# DOCUMENT EXCERPT start

The indie world still attracts the eccentrics, iconoclasts in search of a soapbox, real or virtual…but more and more talented, motivated individuals are using those aforementioned new technologies to create a forum for work that has been rejected by the “trads” for a variety of reasons. For some, it turns out to be a canny move: David Wellington and Scott Sigler secured book deals and Terry Fallis won a Leacock Award for a novel he published through iUniverse.

Emphasis added by me.

I’m not interested in any “book deals.”

I’ve been there. I’ve done that.

I’ve been in the stomach of that monster and will never be eaten by it again.

I posted a Comment, that referred to another portion of his essay, but it summed up my overarching sentiment concisely:

I’m telling you right now, Cliff: I will NEVER permit a treeware edition of my work. NOT EVER. There’s my line in the sand, baby.

Those who refuse to cross that line can go suck on Penguin Classics. They won’t have me on filthy paper.

For those late to this party, let me again sum up my own objections to printed books:

1) They have weight

2) They have bulk

3) If you move house move than twice in a lifetime (and I have) you resent those two physical attributes

4) You can lose them all in a disaster (fire, flood, F-18 fighter falling from the sky)

# DOCUMENT EXCERPT end

● THINGS TO DO:
• A. List every person the post against printed books mentions by name.
• B. Carry on the post against printed books from the point where it stops, matching its voice.

# DATA EXCERPTS start

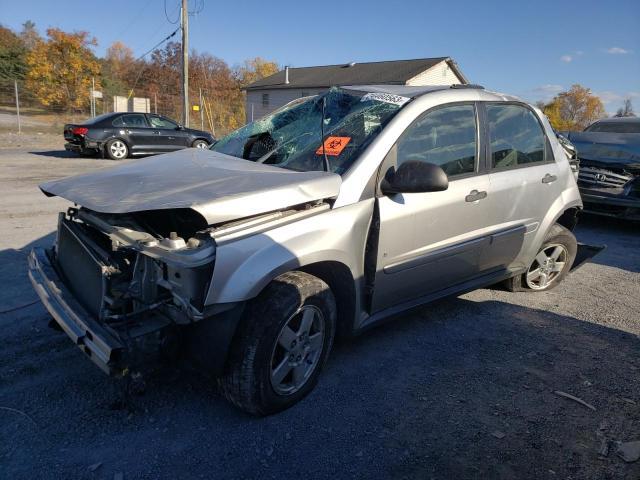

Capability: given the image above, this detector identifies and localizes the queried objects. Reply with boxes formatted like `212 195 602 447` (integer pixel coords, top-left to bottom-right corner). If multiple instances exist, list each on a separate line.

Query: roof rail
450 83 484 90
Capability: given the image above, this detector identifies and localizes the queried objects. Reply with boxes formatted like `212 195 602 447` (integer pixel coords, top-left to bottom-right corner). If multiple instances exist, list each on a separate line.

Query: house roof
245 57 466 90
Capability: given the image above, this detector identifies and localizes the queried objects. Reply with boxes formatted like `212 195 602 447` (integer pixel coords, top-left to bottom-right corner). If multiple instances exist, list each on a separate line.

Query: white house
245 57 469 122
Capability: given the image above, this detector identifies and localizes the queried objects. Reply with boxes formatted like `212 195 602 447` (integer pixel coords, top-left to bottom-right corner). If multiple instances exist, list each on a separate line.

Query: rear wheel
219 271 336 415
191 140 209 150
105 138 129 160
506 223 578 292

# DATA EXCERPTS end

● RESPONSES TO THE EXERCISE:
• A. David Wellington, Scott Sigler, Terry Fallis, Cliff

• B.
5) Being printed is zero guarantee of readers or sales

6) They’re easy to suppress

7) They’re objects of a decrepit and suicidal industry that’s slowly murdering writers

Aren’t those seven points enough?

Here’s one more: No publishing company will ever care about your work as much as you do.

I want you to think about that last bit for a moment.

Every publisher does multiple titles each year. The publishing industry is a giant machine spewing out thousands and thousands of books. Everything is put on a schedule, just like any industry, just like any assembly line. This is the reality of things.

You might have a hot book that is catching an advancing wave — but go to one of the dying dinosaurs of print and you can wait up to twelve to twenty-four months for them to deliver your baby. Timeliness is not part of their apparatus until sheer naked — and too often, idiotic — greed kicks in. And, trust me on this, unless your face has been all over TV (for good or bad, they don’t judge the color of possible incoming money), you’re just one more pain in the ass writer who thinks he has something important, who thinks he is somehow special.

You damn well might have something important and really be special — but don’t expect them to recognize that.

Remember those thousands and thousands of books they shove out every year? They can afford to fuck up yours. Think of them as great big dicks spewing out sperm. How many sperm does it take to make a baby? They can afford to have your important and special sperm drop dead on its journey to the egg of bookstore shelves. There’s more where that came from! Every day someone knocks on their door with a book proposal.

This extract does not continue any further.